Community Build creates space for dialogue, conversation, dance, and echoes between three multidisciplinary artists whose practices include and call in many. For this exhibition, Lukaza Branfman-Verissimo, Lil Lamberta and Valeska Populoh serve as stewards and facilitators of a much bigger art and social justice ecosystem. Community Build is rooted in storytelling and collaborative work. Through this, it explores the interdependence of how the artists make work in relation to each other, the implications of this environment and the future that we all as a community are building every day.

Lukaza Branfman-Verissimo (they/them) is an artist, activist, educator, storyteller & curator who lives/works between Ohlone Land [Oakland, CA] and Powhatan Land [Richmond, VA]. Their work centers B.I.Q.T.P.O.C. stories by re-creating and re-telling personal tales and those of the people that surround them through process-based mediums that reflect the multi-layered complexities of the voices echoed in the work.

“Community Build is an invitation into a long legacy of work that depends and becomes of itself because of others, Community Build is an evolving space, a show, a workshop, a performance, a studio, a manifesto, a community, a chosen family, Community Build is stewarded by three artists with much-chosen history and shared underground root structure. Through this month together, we will become a new version of what a collective becoming can look like,” says Lukaza, “I hope that folks are able to both see an entry point into this network/community/demands and also question how to be a part of creating, shaping and making this ongoing work.”

OBJECTIVE A
According to the exhibition text, which three artists serve as stewards and facilitators?
The exhibition text and the listing that follows it have no connection to each other.

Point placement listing
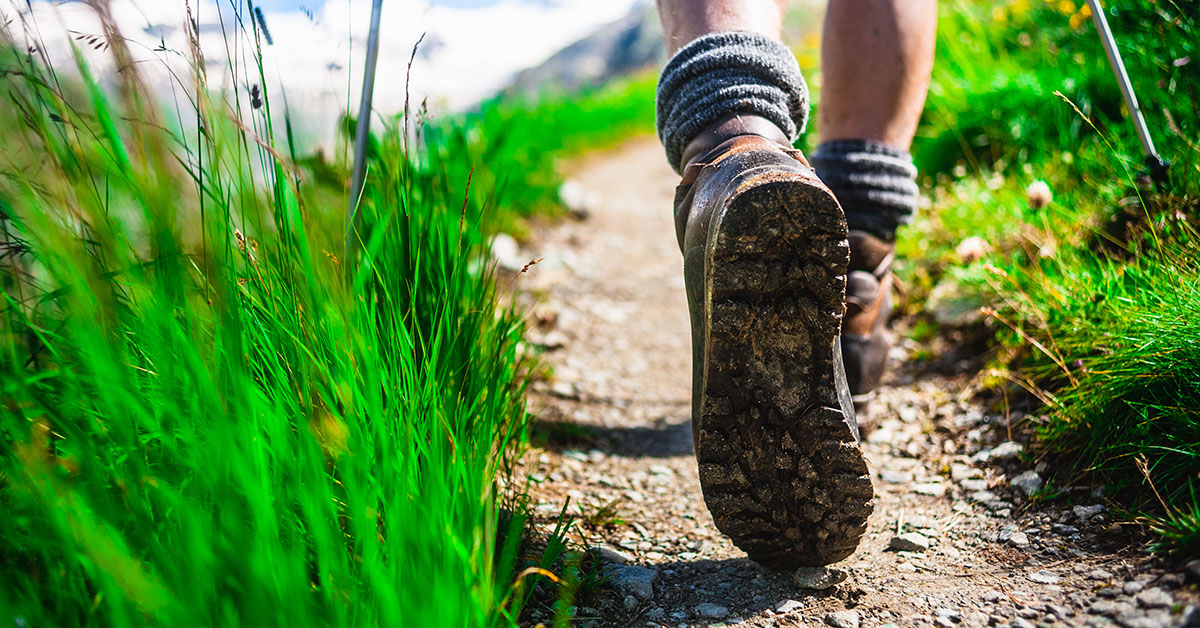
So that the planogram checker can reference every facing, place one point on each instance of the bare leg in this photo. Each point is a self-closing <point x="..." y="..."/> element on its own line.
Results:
<point x="876" y="57"/>
<point x="683" y="21"/>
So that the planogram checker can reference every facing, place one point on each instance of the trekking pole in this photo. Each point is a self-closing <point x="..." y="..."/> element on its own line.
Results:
<point x="1153" y="161"/>
<point x="363" y="132"/>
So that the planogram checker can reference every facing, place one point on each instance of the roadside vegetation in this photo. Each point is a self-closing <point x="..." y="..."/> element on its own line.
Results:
<point x="207" y="416"/>
<point x="1086" y="270"/>
<point x="1042" y="229"/>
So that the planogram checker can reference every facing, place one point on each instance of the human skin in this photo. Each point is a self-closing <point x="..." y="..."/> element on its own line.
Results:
<point x="876" y="57"/>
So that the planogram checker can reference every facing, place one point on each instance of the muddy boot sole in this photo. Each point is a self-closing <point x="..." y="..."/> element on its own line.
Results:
<point x="777" y="442"/>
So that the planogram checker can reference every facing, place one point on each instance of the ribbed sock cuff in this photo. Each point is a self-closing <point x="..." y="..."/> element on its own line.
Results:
<point x="724" y="73"/>
<point x="875" y="183"/>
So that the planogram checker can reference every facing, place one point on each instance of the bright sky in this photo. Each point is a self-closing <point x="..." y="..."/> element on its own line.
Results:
<point x="472" y="47"/>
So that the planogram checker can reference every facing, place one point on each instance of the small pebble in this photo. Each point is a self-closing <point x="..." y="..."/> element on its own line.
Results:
<point x="1044" y="578"/>
<point x="843" y="618"/>
<point x="1027" y="483"/>
<point x="909" y="542"/>
<point x="712" y="611"/>
<point x="1155" y="598"/>
<point x="817" y="578"/>
<point x="789" y="605"/>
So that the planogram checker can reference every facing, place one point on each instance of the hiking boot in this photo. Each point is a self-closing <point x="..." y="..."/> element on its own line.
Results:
<point x="864" y="334"/>
<point x="765" y="263"/>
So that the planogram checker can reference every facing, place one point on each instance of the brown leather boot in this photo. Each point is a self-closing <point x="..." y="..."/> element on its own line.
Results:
<point x="864" y="339"/>
<point x="765" y="263"/>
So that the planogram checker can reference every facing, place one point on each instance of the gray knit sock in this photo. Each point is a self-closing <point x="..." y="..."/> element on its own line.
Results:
<point x="729" y="72"/>
<point x="876" y="184"/>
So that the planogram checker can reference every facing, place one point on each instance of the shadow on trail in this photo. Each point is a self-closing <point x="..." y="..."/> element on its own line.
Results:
<point x="669" y="437"/>
<point x="743" y="586"/>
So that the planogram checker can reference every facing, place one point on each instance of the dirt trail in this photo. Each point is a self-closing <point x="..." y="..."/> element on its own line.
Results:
<point x="615" y="432"/>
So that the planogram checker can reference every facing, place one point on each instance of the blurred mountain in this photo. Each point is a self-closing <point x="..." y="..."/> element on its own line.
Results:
<point x="623" y="47"/>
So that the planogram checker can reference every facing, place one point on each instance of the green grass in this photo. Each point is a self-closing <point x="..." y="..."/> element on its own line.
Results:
<point x="1095" y="293"/>
<point x="207" y="418"/>
<point x="516" y="145"/>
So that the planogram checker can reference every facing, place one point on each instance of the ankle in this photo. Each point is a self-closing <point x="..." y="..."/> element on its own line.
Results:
<point x="730" y="126"/>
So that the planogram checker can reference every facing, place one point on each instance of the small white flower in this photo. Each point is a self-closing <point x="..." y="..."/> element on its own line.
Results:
<point x="1038" y="195"/>
<point x="972" y="249"/>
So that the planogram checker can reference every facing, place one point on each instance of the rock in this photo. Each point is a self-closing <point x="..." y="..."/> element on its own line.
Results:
<point x="634" y="580"/>
<point x="507" y="252"/>
<point x="610" y="555"/>
<point x="984" y="496"/>
<point x="1193" y="570"/>
<point x="909" y="542"/>
<point x="895" y="477"/>
<point x="1152" y="618"/>
<point x="843" y="618"/>
<point x="563" y="389"/>
<point x="1044" y="578"/>
<point x="817" y="578"/>
<point x="789" y="605"/>
<point x="975" y="484"/>
<point x="1155" y="598"/>
<point x="1006" y="450"/>
<point x="712" y="611"/>
<point x="934" y="489"/>
<point x="1133" y="587"/>
<point x="960" y="472"/>
<point x="1027" y="483"/>
<point x="948" y="614"/>
<point x="550" y="341"/>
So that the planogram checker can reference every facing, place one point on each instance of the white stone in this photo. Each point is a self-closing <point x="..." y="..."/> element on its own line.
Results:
<point x="1027" y="483"/>
<point x="844" y="618"/>
<point x="789" y="605"/>
<point x="712" y="611"/>
<point x="909" y="542"/>
<point x="1044" y="578"/>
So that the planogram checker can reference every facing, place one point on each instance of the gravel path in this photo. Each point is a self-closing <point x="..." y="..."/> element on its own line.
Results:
<point x="953" y="540"/>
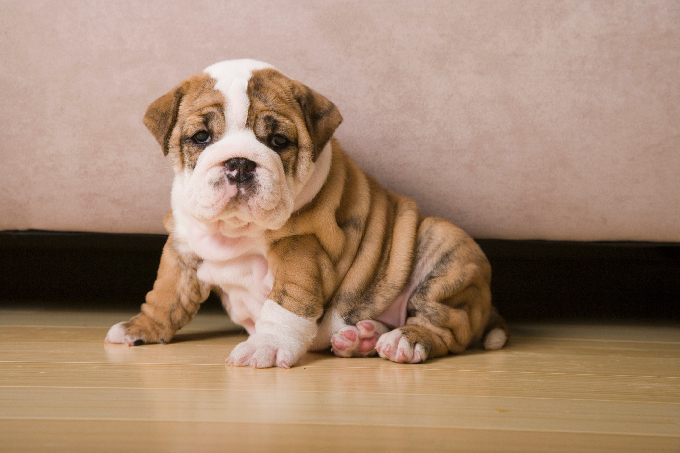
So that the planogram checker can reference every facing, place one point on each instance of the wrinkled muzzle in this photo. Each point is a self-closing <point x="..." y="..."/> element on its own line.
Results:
<point x="239" y="180"/>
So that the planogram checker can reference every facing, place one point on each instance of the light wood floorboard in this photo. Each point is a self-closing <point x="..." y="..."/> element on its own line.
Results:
<point x="556" y="387"/>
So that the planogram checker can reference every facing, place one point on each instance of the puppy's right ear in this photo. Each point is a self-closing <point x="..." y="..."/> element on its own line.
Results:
<point x="161" y="116"/>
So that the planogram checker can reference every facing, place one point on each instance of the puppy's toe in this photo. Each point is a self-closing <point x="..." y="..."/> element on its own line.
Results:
<point x="397" y="348"/>
<point x="345" y="342"/>
<point x="359" y="340"/>
<point x="116" y="334"/>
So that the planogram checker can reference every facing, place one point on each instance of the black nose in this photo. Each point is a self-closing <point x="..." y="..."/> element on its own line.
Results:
<point x="240" y="170"/>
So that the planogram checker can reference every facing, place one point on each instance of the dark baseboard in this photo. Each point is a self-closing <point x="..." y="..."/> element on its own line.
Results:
<point x="532" y="279"/>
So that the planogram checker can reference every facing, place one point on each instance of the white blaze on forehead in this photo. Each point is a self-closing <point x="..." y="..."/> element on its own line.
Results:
<point x="232" y="78"/>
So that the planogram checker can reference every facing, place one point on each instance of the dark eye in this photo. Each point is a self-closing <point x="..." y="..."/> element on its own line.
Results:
<point x="279" y="142"/>
<point x="201" y="137"/>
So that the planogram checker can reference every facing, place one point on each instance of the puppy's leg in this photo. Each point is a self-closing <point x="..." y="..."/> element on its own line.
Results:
<point x="173" y="302"/>
<point x="451" y="303"/>
<point x="359" y="340"/>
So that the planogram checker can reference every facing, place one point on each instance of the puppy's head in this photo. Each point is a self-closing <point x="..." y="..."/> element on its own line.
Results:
<point x="246" y="143"/>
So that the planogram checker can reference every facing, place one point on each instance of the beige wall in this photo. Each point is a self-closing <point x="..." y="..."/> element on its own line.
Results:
<point x="515" y="119"/>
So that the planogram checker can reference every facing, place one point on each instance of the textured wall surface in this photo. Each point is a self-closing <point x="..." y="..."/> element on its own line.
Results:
<point x="514" y="119"/>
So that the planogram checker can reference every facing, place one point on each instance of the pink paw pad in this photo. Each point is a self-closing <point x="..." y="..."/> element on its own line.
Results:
<point x="359" y="340"/>
<point x="395" y="347"/>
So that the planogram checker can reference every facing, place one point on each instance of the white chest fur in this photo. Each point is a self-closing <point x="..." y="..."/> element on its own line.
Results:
<point x="237" y="266"/>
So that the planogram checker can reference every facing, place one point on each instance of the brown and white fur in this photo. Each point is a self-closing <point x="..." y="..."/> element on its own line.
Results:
<point x="306" y="250"/>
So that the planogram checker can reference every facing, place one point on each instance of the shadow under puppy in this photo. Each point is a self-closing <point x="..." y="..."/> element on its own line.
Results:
<point x="306" y="250"/>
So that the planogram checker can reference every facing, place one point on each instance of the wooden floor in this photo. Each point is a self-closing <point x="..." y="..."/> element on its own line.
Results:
<point x="556" y="387"/>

OBJECTIVE B
Output the lines of the point placement listing, from the line containing "the white chest" through the end of the listing, inclusive, as a Markdown table with the columns Row and Line. Skip any blank lines.

REPLY A
Lukaza Branfman-Verissimo, Lil Lamberta and Valeska Populoh.

REPLY B
| Row | Line |
|---|---|
| 1 | So that the planogram checker can reference every facing, place one point on each instance of the white chest fur in this photo. Each point is a self-closing <point x="..." y="..."/> element on its own line. |
| 2 | Results: |
| 3 | <point x="237" y="266"/> |
| 4 | So that the planogram checker can reference every facing, place one point on each instance of the brown and white fur in this photo. Each point is a self-closing <point x="..." y="..."/> element on its own line. |
| 5 | Results: |
| 6 | <point x="306" y="250"/> |
| 7 | So that the planogram checker can reference every facing, place one point on each instance of the shadow under puppy in this photo. Each point is a self-closing <point x="..." y="..."/> element on its own line. |
| 8 | Results: |
| 9 | <point x="306" y="250"/> |
| 10 | So that the planogram checker can reference every facing, place one point on each instance of the wooden floor in this photo. Each point is a self-closing <point x="..." y="..."/> element on its own line. |
| 11 | Results: |
| 12 | <point x="556" y="387"/> |